Task brief: Below are records; output all of them exactly.

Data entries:

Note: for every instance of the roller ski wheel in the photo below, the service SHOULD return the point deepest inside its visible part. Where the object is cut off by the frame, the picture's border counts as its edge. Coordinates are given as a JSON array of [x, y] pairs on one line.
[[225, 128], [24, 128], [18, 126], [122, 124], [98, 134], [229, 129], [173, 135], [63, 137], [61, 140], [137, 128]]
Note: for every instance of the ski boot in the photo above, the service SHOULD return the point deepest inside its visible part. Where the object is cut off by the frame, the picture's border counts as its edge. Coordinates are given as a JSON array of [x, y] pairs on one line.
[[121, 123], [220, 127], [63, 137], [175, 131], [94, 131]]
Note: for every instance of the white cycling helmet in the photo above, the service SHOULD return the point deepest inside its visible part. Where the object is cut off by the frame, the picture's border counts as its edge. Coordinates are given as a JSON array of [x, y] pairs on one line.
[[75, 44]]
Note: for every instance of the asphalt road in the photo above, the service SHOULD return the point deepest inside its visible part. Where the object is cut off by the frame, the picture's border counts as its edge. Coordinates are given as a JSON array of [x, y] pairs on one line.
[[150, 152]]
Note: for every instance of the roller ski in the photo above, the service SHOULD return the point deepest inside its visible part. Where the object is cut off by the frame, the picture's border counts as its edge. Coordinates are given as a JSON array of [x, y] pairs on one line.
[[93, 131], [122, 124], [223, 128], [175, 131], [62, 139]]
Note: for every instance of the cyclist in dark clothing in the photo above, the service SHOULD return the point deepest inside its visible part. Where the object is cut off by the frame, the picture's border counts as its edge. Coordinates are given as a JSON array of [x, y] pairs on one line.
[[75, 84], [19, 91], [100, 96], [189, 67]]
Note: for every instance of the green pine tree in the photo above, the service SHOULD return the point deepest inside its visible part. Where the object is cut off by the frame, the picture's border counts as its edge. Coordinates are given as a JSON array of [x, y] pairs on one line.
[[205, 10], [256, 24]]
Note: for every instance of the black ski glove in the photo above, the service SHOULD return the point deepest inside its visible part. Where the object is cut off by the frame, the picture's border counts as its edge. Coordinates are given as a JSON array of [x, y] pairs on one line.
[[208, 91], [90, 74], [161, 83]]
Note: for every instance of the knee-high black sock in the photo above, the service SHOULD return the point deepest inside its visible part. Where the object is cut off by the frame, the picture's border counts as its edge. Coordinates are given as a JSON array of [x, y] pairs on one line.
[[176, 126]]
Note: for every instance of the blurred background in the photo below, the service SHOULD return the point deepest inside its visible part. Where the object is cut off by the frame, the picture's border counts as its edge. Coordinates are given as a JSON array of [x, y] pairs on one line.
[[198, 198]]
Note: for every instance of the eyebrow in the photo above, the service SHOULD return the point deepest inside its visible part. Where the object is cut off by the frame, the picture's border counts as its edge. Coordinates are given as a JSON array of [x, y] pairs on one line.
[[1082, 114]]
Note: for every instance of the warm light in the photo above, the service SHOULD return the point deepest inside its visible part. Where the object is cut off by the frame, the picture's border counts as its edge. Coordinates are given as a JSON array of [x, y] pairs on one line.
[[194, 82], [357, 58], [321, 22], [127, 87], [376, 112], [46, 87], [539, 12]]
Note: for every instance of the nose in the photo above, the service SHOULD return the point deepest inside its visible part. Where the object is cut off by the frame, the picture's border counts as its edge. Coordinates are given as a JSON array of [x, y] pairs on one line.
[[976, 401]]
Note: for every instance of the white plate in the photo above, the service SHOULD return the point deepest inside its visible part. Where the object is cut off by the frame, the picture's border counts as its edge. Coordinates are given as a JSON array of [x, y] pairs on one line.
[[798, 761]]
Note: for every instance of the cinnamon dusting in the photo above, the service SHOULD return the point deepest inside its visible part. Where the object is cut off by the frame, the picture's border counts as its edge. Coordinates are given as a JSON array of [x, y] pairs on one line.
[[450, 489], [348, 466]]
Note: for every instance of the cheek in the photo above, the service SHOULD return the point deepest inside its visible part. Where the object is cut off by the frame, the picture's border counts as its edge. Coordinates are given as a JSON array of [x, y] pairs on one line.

Solved problem:
Note: for every instance of the roller ski wheel in the photo below, the service SHOULD return the point deepest inside its visible part. Where the object is cut off by the frame, the picture's border counts as its edge. Coordinates are given as a JSON array of [x, y] pairs on one line.
[[225, 128], [24, 128], [18, 126], [122, 124], [98, 134], [229, 129], [173, 135], [63, 137], [61, 140], [137, 128]]
Note: for every instance of the ski boot in the photo above, the service SHOULD return the point deepest inside its visible part. Where the object is cut off by the frame, the picture's border counts as its edge. Coordinates are given as a JSON array of [x, y] pairs on one line.
[[121, 123], [220, 127], [63, 137], [175, 131], [94, 131]]
Note: for every instance of the white cycling helmet in the photo above, the service SHOULD return the point deepest inside its visible part. Where the object is cut off by the frame, the picture's border counts as its edge. Coordinates are given as a JSON array of [x, y] pairs on one line.
[[75, 44]]
Note: for every instance of the asphalt road in the photo above, the service SHOULD return the point deepest inside its visible part. Where the object is cut off by the frame, the picture's border counts as its edge. Coordinates are given as a JSON array of [x, y] pairs on one line.
[[150, 152]]
Note: for every instance of the roller ski in the photo above, the service SHOULD return the point deepest inside its visible part. Where the object is cut off by the frame, the picture's border counts as its edge. Coordinates are given as a JSON array of [x, y] pairs on one line.
[[93, 131], [122, 124], [223, 128], [175, 131], [62, 139]]
Note: for every instance of the cyclist in dark clothing in the photo above, the service SHOULD return the point deepest inside its visible part. Where the object is cut off by the frame, the picture's border counts as its edge. Coordinates are given as a JSON array of [x, y] pairs on one line.
[[75, 84], [19, 91], [100, 96], [189, 67]]
Note: for every instance of the green pine tree in the photo above, the service SHOULD return the point deepest inside its visible part. Where the object is cut off by the frame, the picture's border counts as its edge. Coordinates are given as a JSON array of [x, y] pairs on one line.
[[205, 10], [256, 24]]
Note: for every instance of the black ski glove in the photo above, the service SHOULD return the point deepest inside its visible part. Where the object is cut off by the frame, the picture's border counts as its edge. Coordinates are given as a JSON array of [x, y] pairs on one line.
[[208, 91], [90, 74], [161, 83]]
Note: for every instance of the knee-high black sock in the photo above, the service SHOULD return the point deepest inside its visible part. Where the object is cut off by the frame, the picture's border counts as its edge. Coordinates are given as a JSON array of [x, y] pairs on one line.
[[176, 126]]
Note: for every instance of the blurred background in the photo below, the service SHOULD return the point deepest inside its visible part. Where the object is cut off by the frame, the picture's border counts as its edge. Coordinates are given as a JSON array of [x, y] pairs on one line.
[[198, 198]]
Note: for every instance of the eyebrow in the photo above, the service SHOULD return the point deepest inside its visible part. Where the object is cut off by the frame, the picture's border counts as its edge. Coordinates are given as a JSON array of [x, y] pairs on one line.
[[1082, 114]]
Note: for every instance of the warm light in the photo above, the service SHOULD return the point deepest inside its visible part. Where the object is cut off by the frame, the picture's border counts as its edge. Coordinates are given as a JSON array of [x, y] pairs on one line.
[[194, 82], [357, 58], [321, 22], [127, 87], [376, 112], [46, 87], [539, 12]]
Note: for every instance of the nose in the photo above, the service SHOULD return the point deepest inside its visible part. Where the object is cut off by the frame, the picture's border counts as its edge. Coordinates are given as a JSON array of [x, y] pairs on one line.
[[976, 401]]
Note: for every instance of the white plate in the photo above, the service SHOULD return the point deepest inside its visible part. Where the object is cut off by the frame, the picture's border counts as its edge. Coordinates are given as a JSON array of [x, y] pairs on one line.
[[798, 761]]
Note: for every instance of the cinnamon dusting in the photo above, the service SHOULD return the point deepest inside its visible part. Where the object is cut off by the frame, the picture's border counts as its edge. Coordinates are given as a JSON array of [x, y] pairs on one line.
[[450, 489], [348, 466]]
Note: for every instance of the cheek in the photo above, the service SHOULD return the point deepest inside its visible part. Where the object is cut off by the frame, the picture's border counts as its edge. Coordinates are given as a JSON array of [x, y] pairs on one line.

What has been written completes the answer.